§ WORK TO COMPLETE
• A. In the text on missing adults, what kind of cases does the FBI rarely help with?
• B. Retype the text on missing adults, everything from "Contrary to television" down to "adults and children.".

§ TEXT
========
Contrary to television crime shows, he said, the FBI rarely assists in missing adult cases.

"We cannot do for everybody that they would like us to do," he said. "We can only do what the law and our budgets allow."

The bills proposed by Campaign for the Missing touch on everything from banning cremation of unidentified remains to informing families about the clearinghouses for missing adults and children.

Each would prevent police from refusing to accept missing persons reports in most circumstances. They spell out data police must collect for a missing person, from eye color to blood type. They would also allow police to flag a missing person - such as someone with medical problems - as high risk, triggering more immediate action.

The families of missing adults also want police to enter all collected information, including DNA profiles, into applicable federal databases and provide timely case updates to family members.

They also want more publicity for missing adults.

The Amber Alert program, named for a 9-year-old girl who was kidnapped and killed, allows law enforcement and television and radio broadcasters to activate an urgent bulletin in the most serious child abduction cases.
========
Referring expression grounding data
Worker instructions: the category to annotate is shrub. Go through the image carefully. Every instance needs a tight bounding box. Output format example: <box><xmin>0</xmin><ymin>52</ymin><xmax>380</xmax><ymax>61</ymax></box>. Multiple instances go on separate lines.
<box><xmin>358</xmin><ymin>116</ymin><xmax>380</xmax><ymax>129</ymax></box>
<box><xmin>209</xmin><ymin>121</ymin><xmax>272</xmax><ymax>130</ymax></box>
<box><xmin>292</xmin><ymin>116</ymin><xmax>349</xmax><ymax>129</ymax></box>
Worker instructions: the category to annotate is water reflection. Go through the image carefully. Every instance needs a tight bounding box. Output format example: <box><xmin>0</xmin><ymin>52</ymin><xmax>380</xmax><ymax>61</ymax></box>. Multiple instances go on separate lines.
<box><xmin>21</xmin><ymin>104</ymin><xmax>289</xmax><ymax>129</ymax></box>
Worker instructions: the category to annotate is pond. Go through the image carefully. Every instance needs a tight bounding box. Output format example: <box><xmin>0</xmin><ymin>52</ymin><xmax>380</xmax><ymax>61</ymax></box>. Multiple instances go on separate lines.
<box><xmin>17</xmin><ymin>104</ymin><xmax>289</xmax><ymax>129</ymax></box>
========
§ ANSWERS TO EACH TASK
• A. Missing adult cases.

• B.
Contrary to television crime shows, he said, the FBI rarely assists in missing adult cases.

"We cannot do for everybody that they would like us to do," he said. "We can only do what the law and our budgets allow."

The bills proposed by Campaign for the Missing touch on everything from banning cremation of unidentified remains to informing families about the clearinghouses for missing adults and children.